# start of Data entries

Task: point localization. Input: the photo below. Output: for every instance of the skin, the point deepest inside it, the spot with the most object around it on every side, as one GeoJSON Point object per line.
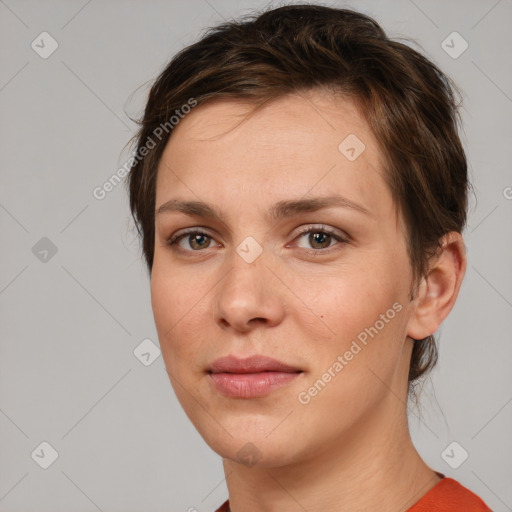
{"type": "Point", "coordinates": [349, 447]}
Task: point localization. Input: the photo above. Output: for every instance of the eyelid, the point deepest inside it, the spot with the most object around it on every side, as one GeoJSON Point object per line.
{"type": "Point", "coordinates": [340, 236]}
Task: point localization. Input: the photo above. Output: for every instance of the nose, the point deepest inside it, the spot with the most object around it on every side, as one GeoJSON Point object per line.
{"type": "Point", "coordinates": [249, 296]}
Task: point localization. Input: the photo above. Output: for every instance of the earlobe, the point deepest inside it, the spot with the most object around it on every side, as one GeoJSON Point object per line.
{"type": "Point", "coordinates": [438, 290]}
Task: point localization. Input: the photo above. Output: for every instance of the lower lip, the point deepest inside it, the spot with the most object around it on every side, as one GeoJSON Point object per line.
{"type": "Point", "coordinates": [250, 385]}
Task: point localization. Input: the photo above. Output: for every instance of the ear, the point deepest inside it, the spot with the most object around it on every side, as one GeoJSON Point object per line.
{"type": "Point", "coordinates": [438, 290]}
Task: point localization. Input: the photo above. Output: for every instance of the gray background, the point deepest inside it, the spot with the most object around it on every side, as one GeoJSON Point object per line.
{"type": "Point", "coordinates": [70, 321]}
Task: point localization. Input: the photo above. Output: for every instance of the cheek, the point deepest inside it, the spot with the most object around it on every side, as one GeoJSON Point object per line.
{"type": "Point", "coordinates": [177, 305]}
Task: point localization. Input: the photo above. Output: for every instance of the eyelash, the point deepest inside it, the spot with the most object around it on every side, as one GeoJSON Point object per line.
{"type": "Point", "coordinates": [175, 239]}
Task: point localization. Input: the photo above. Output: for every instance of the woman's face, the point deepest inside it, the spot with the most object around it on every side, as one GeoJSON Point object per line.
{"type": "Point", "coordinates": [332, 304]}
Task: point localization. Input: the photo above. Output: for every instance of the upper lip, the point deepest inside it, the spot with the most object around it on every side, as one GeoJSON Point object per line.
{"type": "Point", "coordinates": [253, 364]}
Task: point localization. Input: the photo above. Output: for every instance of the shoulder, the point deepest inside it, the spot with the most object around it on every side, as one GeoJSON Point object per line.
{"type": "Point", "coordinates": [450, 496]}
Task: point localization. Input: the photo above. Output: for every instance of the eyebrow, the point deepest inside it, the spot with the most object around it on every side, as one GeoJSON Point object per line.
{"type": "Point", "coordinates": [278, 211]}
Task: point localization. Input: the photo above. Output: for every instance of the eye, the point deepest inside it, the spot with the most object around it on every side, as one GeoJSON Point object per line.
{"type": "Point", "coordinates": [196, 240]}
{"type": "Point", "coordinates": [320, 238]}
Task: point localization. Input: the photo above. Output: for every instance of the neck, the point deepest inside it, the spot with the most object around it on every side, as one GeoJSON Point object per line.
{"type": "Point", "coordinates": [369, 469]}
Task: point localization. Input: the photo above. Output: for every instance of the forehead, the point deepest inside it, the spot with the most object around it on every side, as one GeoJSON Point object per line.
{"type": "Point", "coordinates": [304, 143]}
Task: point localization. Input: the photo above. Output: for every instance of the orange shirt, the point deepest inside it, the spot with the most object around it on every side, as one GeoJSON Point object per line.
{"type": "Point", "coordinates": [447, 496]}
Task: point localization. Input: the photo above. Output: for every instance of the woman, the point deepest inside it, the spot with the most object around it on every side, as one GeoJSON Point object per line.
{"type": "Point", "coordinates": [300, 189]}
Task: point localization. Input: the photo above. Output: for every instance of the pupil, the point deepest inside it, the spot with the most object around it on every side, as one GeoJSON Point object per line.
{"type": "Point", "coordinates": [196, 240]}
{"type": "Point", "coordinates": [317, 237]}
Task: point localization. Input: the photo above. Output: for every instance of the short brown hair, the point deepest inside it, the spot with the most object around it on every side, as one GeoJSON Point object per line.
{"type": "Point", "coordinates": [407, 101]}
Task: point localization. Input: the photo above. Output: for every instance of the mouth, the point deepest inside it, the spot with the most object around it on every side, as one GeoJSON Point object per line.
{"type": "Point", "coordinates": [254, 377]}
{"type": "Point", "coordinates": [253, 364]}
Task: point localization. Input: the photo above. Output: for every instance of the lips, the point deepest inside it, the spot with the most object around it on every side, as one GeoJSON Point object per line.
{"type": "Point", "coordinates": [254, 377]}
{"type": "Point", "coordinates": [253, 364]}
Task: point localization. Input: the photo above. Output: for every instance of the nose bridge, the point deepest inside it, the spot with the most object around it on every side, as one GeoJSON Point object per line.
{"type": "Point", "coordinates": [248, 290]}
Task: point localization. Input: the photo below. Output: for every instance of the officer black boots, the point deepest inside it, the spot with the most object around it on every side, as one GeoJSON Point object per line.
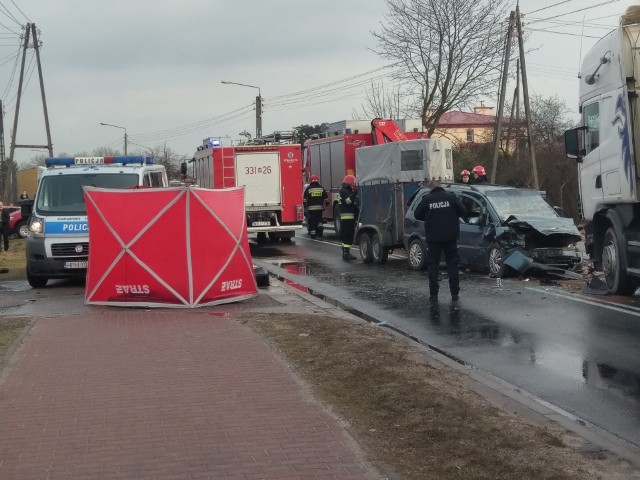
{"type": "Point", "coordinates": [346, 254]}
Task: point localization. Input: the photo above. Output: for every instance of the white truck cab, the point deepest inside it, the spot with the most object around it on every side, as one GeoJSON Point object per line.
{"type": "Point", "coordinates": [606, 149]}
{"type": "Point", "coordinates": [58, 241]}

# end of Data entries

Above are the records; reproduce them exactly and leave out the pictures.

• **Completed exercise**:
Task: point localization. Input: the photo below. Output: for every instance of the skin, the point deepest inside it, the spot with the most object around it on every side, as one GeoJSON Point object per line.
{"type": "Point", "coordinates": [349, 447]}
Task: point localization. Input: the photo above. Output: for every instance of the eyelid, the point deepest inside it, the spot with the most object around it on every side, as one GeoJSON Point object per line.
{"type": "Point", "coordinates": [340, 236]}
Task: point localization. Input: the photo above. Output: for every instance of the nose, the point deepest inside it, the spot with the most object around it on every side, as one GeoJSON Point object per line.
{"type": "Point", "coordinates": [249, 296]}
Task: point localization. Input: the photo above. Output: for every instance of the earlobe, the point deepest inside it, the spot with the most object around it on every side, as one GeoJSON Point object per line.
{"type": "Point", "coordinates": [438, 290]}
Task: point localization. Input: the photo above. Output: for every instance of the lower lip, the point deepest inside it, the spot with the most object around it on every side, as one GeoJSON Point object per line.
{"type": "Point", "coordinates": [250, 385]}
Task: point localization. Input: the photo above. Output: for every instance of the ear, the point deepest inside it, the spot with the most object around it on every side, as one GeoJSON Point object per line.
{"type": "Point", "coordinates": [438, 290]}
Task: point localization. Input: the photo above. Output: for every instance of the gray background, the point deepest inside it, the spot with the most object around it on every side, as one GeoJSON Point object per line.
{"type": "Point", "coordinates": [70, 321]}
Task: point localization. Input: the photo above. Output: for every instance of the cheek, the point deepest inside it, the spot with the most object around it on every side, as one GeoJSON Point object per line.
{"type": "Point", "coordinates": [177, 305]}
Task: point localization. Input: the photo above. Output: for every instance of the eyelash, the point deepest inside it, the spot with the most object around it on every side, as one GeoJSON Point object per line.
{"type": "Point", "coordinates": [175, 239]}
Task: point localization. Input: the photo above. Output: for every instance of the woman's face, the point deepest inside it, the spot with the most object around it on every side, as one GeoJSON Point object per line.
{"type": "Point", "coordinates": [332, 304]}
Task: point localization. Input: the photo above. Output: for every instance of the upper lip, the point deepest inside it, the spot with the most object around it on every side, as one GeoJSON Point object per line.
{"type": "Point", "coordinates": [253, 364]}
Task: point localization. Input: the photo above. Output: for every instance of the shoulder, the point deepest inside it, the spot with the most object around it on every side, as one GeoJSON Point object per line.
{"type": "Point", "coordinates": [450, 496]}
Task: point localization. Input: the photo above. Output: for every instance of the eyebrow, the point deepest inside it, the spot with the most object around it on every side, as one GeoJSON Point object per line.
{"type": "Point", "coordinates": [278, 211]}
Task: point localization. Input: the photo above. Output: for every instance of the eye, the point deepest inside it, the spot with the most object around it on every side, as one GeoJSON Point object per line.
{"type": "Point", "coordinates": [196, 240]}
{"type": "Point", "coordinates": [320, 238]}
Task: point localization. Input: the photo above. Output: for every instance of the neck, the point deepest inside it, the spot with the most object around it on every side, as one GeoJSON Point object per line.
{"type": "Point", "coordinates": [369, 469]}
Task: point localization. Input: the photo above. Output: for every instance of the forehead, the point deepest inside it, the spot with the most object around it on every side, as one GeoJSON Point object per line.
{"type": "Point", "coordinates": [304, 143]}
Task: point localization. Input: the photo above. Output: for every instance of the orange shirt, the point deepest inside it, the spot with the most object around it on every side, as one GeoJSON Point object per line.
{"type": "Point", "coordinates": [447, 496]}
Task: point localization. Input: the photo above. Output: for every instance of the woman, the point deepest inside it, the spot with the most object around it on every side, as one GeoJSON Point object per line.
{"type": "Point", "coordinates": [300, 189]}
Task: point localization. Input: the photo above. Output: for every instance of the pupil, the point deepest inside it, the spot with the most object around it on every side, as one GeoJSON Point object per line.
{"type": "Point", "coordinates": [196, 240]}
{"type": "Point", "coordinates": [317, 237]}
Task: point localization. Input: the photo above. Output: for every instance of the short brown hair, the point deepest inside it, the spot with the most object around it on every side, as one GeoJSON Point object per line.
{"type": "Point", "coordinates": [407, 101]}
Task: point localization. Input: the photo above. Output: for every instance of the mouth, the point deepest inside it, the spot with the most object around it on every side, as one GeoJSON Point object per line.
{"type": "Point", "coordinates": [254, 377]}
{"type": "Point", "coordinates": [253, 364]}
Task: point localization. Input: the photo above. Output: for every instance of the lips, the point deepest inside it, the spot with the most object around it on every side, as one GeoJSON Point object per line.
{"type": "Point", "coordinates": [254, 377]}
{"type": "Point", "coordinates": [253, 364]}
Task: point localization. Input: the photo above. Output: for every instance of the nose bridge, the point deepest inside it, the spot with the most object around it on every side, as one GeoJSON Point object per line.
{"type": "Point", "coordinates": [248, 290]}
Task: point localization. Input: the photo below. Output: for every instance of the officer black boots, the point deepest inside it, the spot with the most object around it on every side, as one GeoJSON Point object per line.
{"type": "Point", "coordinates": [346, 254]}
Task: point localization. Input: the photo above. Output: for every instance of the white truck cab, the point deepest inside it, the spot with the most object around it on every side, as one GeoJSON Point object per line.
{"type": "Point", "coordinates": [606, 149]}
{"type": "Point", "coordinates": [58, 241]}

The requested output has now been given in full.